[Saved entries]
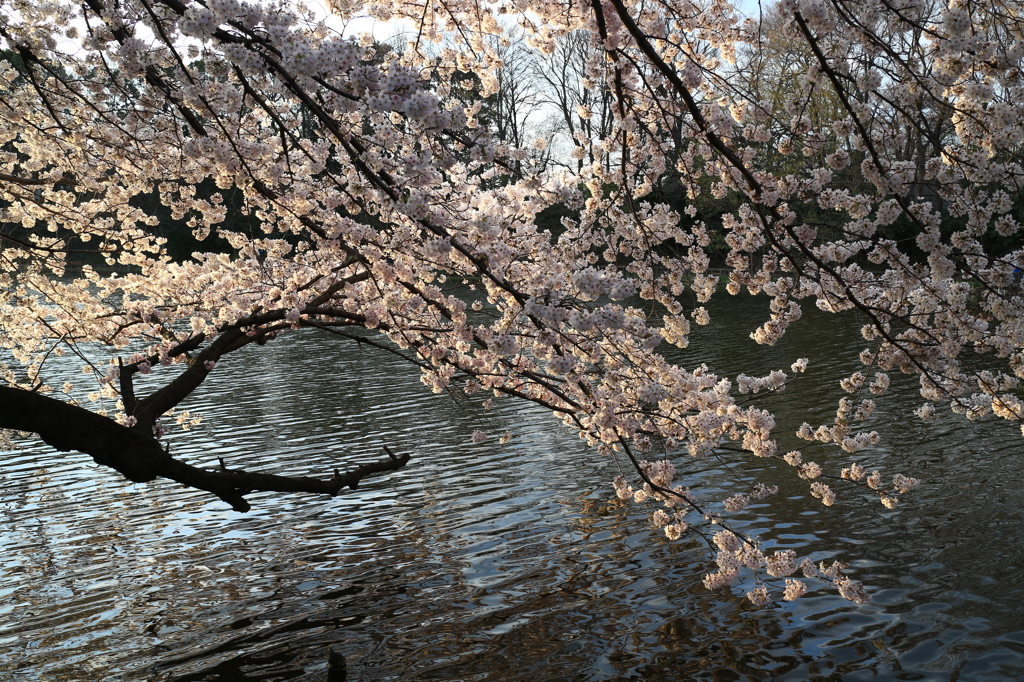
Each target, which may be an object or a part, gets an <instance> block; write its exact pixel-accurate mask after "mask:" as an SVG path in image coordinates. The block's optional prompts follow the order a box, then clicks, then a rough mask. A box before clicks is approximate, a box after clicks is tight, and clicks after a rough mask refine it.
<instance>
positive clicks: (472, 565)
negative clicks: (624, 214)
mask: <svg viewBox="0 0 1024 682" xmlns="http://www.w3.org/2000/svg"><path fill="white" fill-rule="evenodd" d="M718 306H719V307H720V310H719V313H718V314H719V316H720V317H721V318H722V319H716V323H720V322H725V323H727V325H729V326H731V327H732V328H733V329H734V330H735V334H732V335H723V334H722V332H721V329H720V328H719V327H718V326H717V325H716V327H715V332H714V335H712V333H711V330H706V329H698V330H696V331H695V333H694V336H693V340H692V345H691V347H690V349H688V350H687V351H685V352H684V353H680V360H681V361H684V363H687V364H690V365H692V364H693V363H697V361H706V363H708V364H709V366H711V367H712V369H713V370H718V371H723V372H738V371H745V372H748V373H749V374H755V373H757V372H759V371H761V370H764V371H767V370H768V369H772V368H785V367H788V365H790V364H791V363H792V361H793V360H794V359H796V358H797V357H798V356H802V355H809V356H810V357H811V358H812V366H811V369H810V370H809V372H808V375H807V376H806V377H802V378H801V380H800V381H799V382H797V383H796V384H795V385H794V386H793V387H791V390H790V391H788V392H786V393H783V394H781V395H772V396H769V397H765V398H763V399H762V400H761V402H762V404H763V407H766V408H770V409H773V410H775V411H776V412H777V413H779V414H781V415H784V417H780V418H779V428H778V433H779V436H780V437H781V438H783V439H784V438H785V437H786V435H785V434H787V433H790V434H792V433H793V432H794V431H795V430H796V428H797V426H799V424H800V422H801V421H805V420H806V421H809V422H811V423H823V422H826V421H828V420H829V418H830V416H831V415H833V414H834V412H835V400H836V397H837V396H836V394H835V391H834V388H835V387H836V385H837V384H836V380H837V379H838V378H839V377H840V376H842V375H843V374H844V372H848V371H849V368H850V365H849V364H848V363H847V359H848V358H851V357H855V356H856V350H857V349H858V345H857V341H856V336H857V335H856V329H855V328H853V327H852V326H853V323H852V322H851V323H850V325H851V329H845V328H844V324H845V323H844V322H843V321H842V319H841V318H836V317H834V316H829V317H824V316H821V317H819V316H817V315H814V314H811V313H813V311H810V313H809V314H808V316H809V317H810V319H809V321H807V322H809V323H810V324H806V325H802V326H801V327H800V328H797V329H795V330H794V332H793V333H792V335H791V336H790V337H786V338H785V339H784V340H783V342H782V343H780V344H779V345H777V346H775V347H772V348H764V347H759V346H756V345H755V344H754V343H753V342H752V341H750V340H749V339H748V338H746V334H748V333H749V332H750V331H751V330H752V329H753V328H754V327H756V325H757V321H758V318H759V315H760V314H761V309H760V302H757V301H752V300H750V299H723V300H722V301H721V303H719V304H718ZM896 379H899V378H896ZM894 384H898V385H897V386H896V389H897V390H896V391H895V392H894V393H893V394H891V395H888V396H885V397H883V398H882V399H881V400H880V401H879V402H880V406H879V408H880V409H879V411H878V412H877V413H876V415H874V416H873V417H872V422H871V424H870V426H871V428H876V429H878V430H879V431H880V432H882V433H883V435H884V438H885V439H884V442H883V443H882V444H880V445H879V446H877V447H876V449H873V450H872V451H870V452H867V453H862V454H861V453H859V454H858V456H862V460H863V461H864V462H865V463H869V464H870V465H871V466H872V467H873V466H878V467H883V468H884V470H887V471H890V472H892V471H894V470H901V471H904V472H906V473H908V474H911V475H916V476H919V477H922V478H924V479H926V480H927V484H926V485H924V486H923V489H922V491H921V492H920V493H919V494H915V495H914V496H913V498H912V501H910V500H908V503H909V504H907V505H906V506H903V507H900V508H899V509H897V510H895V511H889V510H886V509H885V508H883V507H882V506H881V505H879V504H878V503H872V502H870V500H868V499H866V498H865V499H861V497H860V496H859V495H857V494H850V495H852V497H848V498H847V499H846V500H844V502H843V504H839V505H837V506H836V507H833V508H824V507H822V506H820V504H816V503H815V502H814V501H813V500H810V499H809V496H808V495H807V493H806V488H805V486H804V485H802V484H801V483H799V482H795V481H792V480H790V479H788V478H785V477H782V476H779V475H777V474H775V473H773V472H770V471H769V472H762V471H759V468H758V467H757V466H753V465H741V466H739V467H738V468H735V474H736V475H738V476H740V477H742V478H748V477H754V476H758V475H761V476H765V477H766V478H768V479H769V480H770V481H771V482H778V483H779V484H780V486H781V492H780V495H779V499H776V500H774V501H772V504H771V506H770V508H769V506H768V505H765V504H760V505H753V506H752V507H751V508H749V509H748V510H745V511H744V512H743V514H742V516H739V517H738V523H739V524H740V525H741V526H743V527H744V528H748V529H750V530H752V531H754V532H757V534H758V535H759V537H761V538H762V539H763V541H764V543H765V545H766V546H767V547H769V548H781V547H788V548H793V549H796V550H797V551H798V552H799V553H801V554H808V553H810V554H812V556H813V557H814V558H815V559H819V560H820V559H825V558H828V557H830V556H834V555H835V553H839V554H841V555H842V557H843V559H844V560H847V561H849V562H850V563H851V571H850V572H852V573H853V574H854V577H855V578H856V579H858V580H861V581H863V582H864V584H865V586H867V588H868V589H869V591H870V592H871V594H872V601H871V602H870V603H869V604H867V605H865V606H856V605H854V604H851V603H849V602H847V601H845V600H843V599H841V598H839V597H838V596H836V595H834V594H833V593H831V592H829V591H827V590H819V591H817V592H813V593H811V594H809V595H808V596H807V597H805V598H803V599H801V600H799V601H797V602H795V603H780V604H778V605H776V607H774V608H771V609H766V610H756V609H753V608H752V607H751V606H750V604H749V603H746V602H745V601H744V600H743V599H742V598H741V596H740V593H739V592H738V591H736V592H717V593H709V592H707V591H705V590H703V588H702V586H701V585H700V577H701V574H702V572H703V571H705V570H707V569H708V566H707V565H706V564H705V563H703V562H705V561H707V559H708V556H707V554H706V553H705V552H703V551H702V550H701V549H700V547H699V546H697V545H696V544H695V543H693V542H692V541H691V542H688V543H676V544H670V543H668V542H666V541H665V540H664V538H662V537H659V536H658V535H657V534H655V532H653V531H651V530H650V529H649V526H648V525H647V523H646V520H645V517H644V516H643V515H642V514H640V513H638V510H637V509H635V508H630V507H626V506H624V505H622V504H621V503H618V502H615V501H613V500H612V494H611V488H610V485H609V482H608V481H610V479H611V478H612V477H613V476H614V475H615V474H616V473H617V470H616V465H615V463H614V462H613V461H611V460H607V459H605V458H602V457H600V456H598V455H597V454H596V453H594V452H593V451H589V450H587V449H586V447H584V446H583V445H582V443H581V441H580V440H579V439H578V438H577V437H575V435H574V434H573V433H571V432H569V431H566V430H565V429H563V428H562V427H561V426H560V425H559V424H558V423H557V422H556V421H554V420H553V419H552V418H551V417H550V416H547V415H545V414H544V413H543V412H541V411H538V410H532V409H529V408H524V407H523V406H521V404H518V403H515V402H512V401H508V400H497V401H496V407H495V409H494V410H490V411H486V412H485V411H483V410H481V409H480V408H479V407H478V404H469V403H466V402H465V401H456V400H454V399H453V398H451V397H449V396H444V395H430V394H429V393H427V392H425V389H424V388H423V387H422V385H421V384H420V383H419V380H418V377H417V375H416V374H415V372H412V371H411V370H410V369H409V368H407V367H404V366H402V365H400V364H398V363H396V361H393V360H392V359H391V358H389V357H387V356H382V355H381V354H379V353H373V352H370V351H369V350H360V349H359V348H355V347H351V344H345V343H335V342H328V343H324V340H323V339H322V338H321V337H318V336H316V335H315V334H312V333H310V334H305V335H299V336H297V337H294V338H293V340H292V341H290V342H287V343H283V342H276V345H275V344H273V343H271V344H269V345H267V346H266V347H265V348H259V349H253V350H252V352H242V353H239V354H238V356H232V357H230V358H229V359H227V360H225V361H223V363H222V364H221V365H220V366H219V367H218V371H217V372H215V373H214V375H213V376H212V378H211V380H210V381H209V382H208V385H206V386H204V389H203V392H202V394H201V395H198V396H196V399H195V400H194V401H193V402H191V403H190V404H189V406H187V409H189V410H193V411H196V412H201V413H203V414H204V415H205V416H206V418H207V421H206V423H205V424H204V425H203V426H202V427H200V428H199V429H198V430H195V431H191V432H189V433H180V432H179V433H177V434H176V435H174V436H173V438H172V440H171V443H172V444H171V447H172V452H174V453H175V454H176V455H178V456H181V457H184V458H185V459H186V460H188V461H190V462H194V463H199V464H203V463H213V462H215V460H216V457H223V458H224V459H225V461H226V462H227V464H228V465H229V466H230V465H238V466H246V467H252V468H255V469H265V470H266V471H274V472H284V473H324V472H330V470H331V469H332V468H334V467H335V466H339V467H341V468H345V467H346V466H348V465H351V464H355V463H358V462H362V461H366V460H367V459H378V458H379V457H380V456H381V454H380V443H381V442H387V443H388V444H389V445H391V446H392V447H394V449H396V450H402V451H410V452H413V453H415V455H416V459H414V461H413V462H411V464H410V466H409V467H407V468H406V469H403V470H401V471H398V472H395V473H392V474H389V475H387V476H384V477H380V478H376V479H373V480H371V481H370V482H368V483H366V484H365V485H364V486H362V487H360V489H359V491H357V492H346V493H345V494H343V495H342V496H341V497H339V498H337V499H333V500H332V499H327V498H323V499H321V498H309V497H302V496H284V495H280V496H279V495H258V496H253V498H252V502H253V506H254V511H253V512H250V513H249V514H238V513H236V512H231V511H229V510H226V509H224V505H223V503H221V502H219V501H217V500H214V499H212V498H210V497H208V496H205V495H202V494H198V493H195V492H191V491H187V489H184V488H181V487H179V486H177V485H174V484H171V483H168V482H166V481H164V482H158V483H151V484H144V485H132V484H128V483H126V482H124V481H123V480H120V479H119V478H118V477H117V476H116V475H114V474H113V473H111V472H109V471H106V470H104V469H101V468H97V467H95V466H93V465H92V464H91V463H90V462H91V461H90V460H89V459H88V458H86V457H83V456H80V455H69V454H59V455H57V454H53V453H51V452H49V451H47V449H45V446H43V447H40V446H36V445H32V446H30V447H28V449H26V450H24V451H20V452H18V453H15V454H8V455H4V459H5V466H4V467H3V469H2V470H0V481H2V489H0V514H2V518H3V522H2V525H0V565H2V566H3V571H2V577H0V673H2V675H0V677H3V678H4V679H11V680H20V679H24V680H37V679H46V680H178V681H181V682H184V681H200V680H210V681H213V680H223V681H228V680H288V679H303V680H324V679H326V678H327V669H326V654H325V649H326V647H327V645H329V644H338V645H340V647H341V649H342V650H343V651H344V652H345V653H346V654H347V656H348V658H349V670H350V679H362V680H388V679H390V680H548V679H567V680H608V679H629V678H637V679H641V678H642V679H650V680H688V679H710V680H740V679H765V678H773V677H774V678H776V679H793V680H804V679H837V680H838V679H842V680H861V679H864V680H866V679H899V680H957V679H958V680H1006V679H1017V678H1019V677H1021V676H1024V629H1022V625H1021V621H1020V616H1019V613H1020V612H1021V608H1022V606H1024V599H1022V595H1024V587H1022V585H1024V580H1022V578H1024V577H1022V572H1024V568H1022V566H1024V553H1022V544H1021V543H1020V542H1019V532H1020V531H1019V529H1020V528H1021V527H1022V520H1024V519H1022V518H1021V517H1022V515H1024V514H1022V501H1024V495H1022V493H1024V491H1022V488H1024V475H1022V473H1021V471H1020V466H1019V465H1018V458H1019V454H1020V452H1021V444H1022V443H1021V440H1020V438H1019V436H1017V435H1016V434H1015V433H1014V430H1013V429H1012V427H1009V426H1008V425H1007V424H1000V423H994V422H993V423H985V424H981V425H975V426H974V428H973V429H968V428H966V425H965V423H963V422H961V421H959V420H958V419H956V418H953V417H946V418H944V419H943V420H941V421H940V422H939V423H938V424H936V425H933V426H932V427H926V426H924V425H921V424H919V423H916V422H915V421H913V420H912V419H907V415H908V414H909V412H910V410H911V409H912V406H913V404H916V402H918V401H919V400H918V399H916V398H915V397H914V391H913V385H912V382H910V381H903V383H902V384H900V383H899V382H898V381H894ZM474 429H481V430H483V431H486V432H488V433H490V434H494V435H498V434H501V433H503V432H505V431H506V430H508V431H510V432H511V433H512V435H513V439H512V441H511V442H510V443H508V444H506V445H501V444H498V442H497V438H492V439H490V440H488V441H486V442H485V443H483V444H480V445H473V444H471V443H470V442H469V434H470V433H472V431H473V430H474ZM785 444H786V443H785V442H784V441H783V442H782V446H785ZM839 456H840V455H839V454H838V453H837V454H827V451H822V454H821V455H816V456H815V459H817V460H818V461H821V462H822V463H825V462H827V461H828V460H829V459H831V460H833V461H836V462H838V461H839V460H838V459H837V458H838V457H839ZM688 466H690V469H688V470H687V471H688V473H689V476H690V480H689V482H691V483H692V484H693V486H694V487H695V488H696V489H697V491H699V492H702V493H707V494H715V493H716V492H720V491H724V489H727V487H728V486H730V485H734V483H733V480H734V479H733V478H732V477H731V475H729V474H728V472H727V470H726V469H725V467H724V466H723V465H722V464H721V463H719V462H716V461H710V460H709V461H703V462H698V463H692V464H690V465H688ZM776 478H777V480H776Z"/></svg>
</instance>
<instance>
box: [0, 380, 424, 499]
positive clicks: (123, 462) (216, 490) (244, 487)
mask: <svg viewBox="0 0 1024 682" xmlns="http://www.w3.org/2000/svg"><path fill="white" fill-rule="evenodd" d="M0 428H5V429H14V430H17V431H31V432H33V433H38V434H39V436H40V438H42V440H43V441H44V442H46V443H47V444H48V445H50V446H52V447H53V449H55V450H57V451H59V452H69V451H79V452H81V453H85V454H86V455H89V456H91V457H92V459H93V460H95V462H96V463H97V464H101V465H103V466H106V467H110V468H112V469H115V470H116V471H118V472H120V473H121V474H122V475H124V476H125V478H127V479H128V480H131V481H135V482H146V481H151V480H154V479H156V478H169V479H171V480H174V481H177V482H179V483H181V484H183V485H187V486H189V487H195V488H199V489H201V491H206V492H208V493H212V494H214V495H216V496H217V497H218V498H220V499H221V500H223V501H224V502H226V503H228V504H229V505H230V506H231V509H233V510H236V511H240V512H245V511H249V509H250V505H249V503H248V502H247V501H246V499H245V496H246V495H248V494H250V493H255V492H273V493H313V494H323V495H330V496H335V495H338V493H339V492H341V488H343V487H350V488H352V489H355V488H356V486H357V485H358V484H359V482H360V481H361V480H362V479H364V478H366V477H368V476H372V475H374V474H378V473H383V472H385V471H395V470H397V469H400V468H402V467H403V466H406V464H407V463H408V462H409V460H410V456H409V455H402V456H400V457H399V456H397V455H395V454H394V453H392V452H391V451H390V450H389V449H388V447H386V446H385V447H384V450H385V452H386V453H387V455H388V459H386V460H381V461H379V462H373V463H369V464H364V465H361V466H359V467H356V468H355V469H352V470H351V471H348V472H345V473H341V472H340V471H339V470H338V469H335V470H334V475H332V476H331V477H330V478H312V477H308V476H278V475H273V474H265V473H252V472H248V471H244V470H241V469H237V470H228V469H225V468H223V467H222V468H221V469H219V470H212V471H211V470H206V469H202V468H199V467H195V466H193V465H190V464H186V463H184V462H182V461H180V460H177V459H174V458H173V457H171V455H170V452H169V451H168V450H165V449H163V447H161V445H160V443H159V442H158V441H157V440H156V439H154V438H152V437H147V436H146V435H144V434H142V433H140V432H139V431H138V430H135V429H129V428H127V427H124V426H121V425H120V424H118V423H117V422H115V421H113V420H111V419H108V418H106V417H102V416H100V415H97V414H94V413H92V412H89V411H88V410H85V409H83V408H79V407H77V406H73V404H70V403H68V402H63V401H61V400H57V399H54V398H51V397H48V396H46V395H41V394H39V393H35V392H32V391H27V390H24V389H19V388H11V387H6V386H3V387H0Z"/></svg>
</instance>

## Task requirements
Search the records for the string "positive" and, wherever a line contains it, please copy that line.

## Answer below
positive clicks: (472, 565)
positive clicks: (123, 462) (216, 490) (244, 487)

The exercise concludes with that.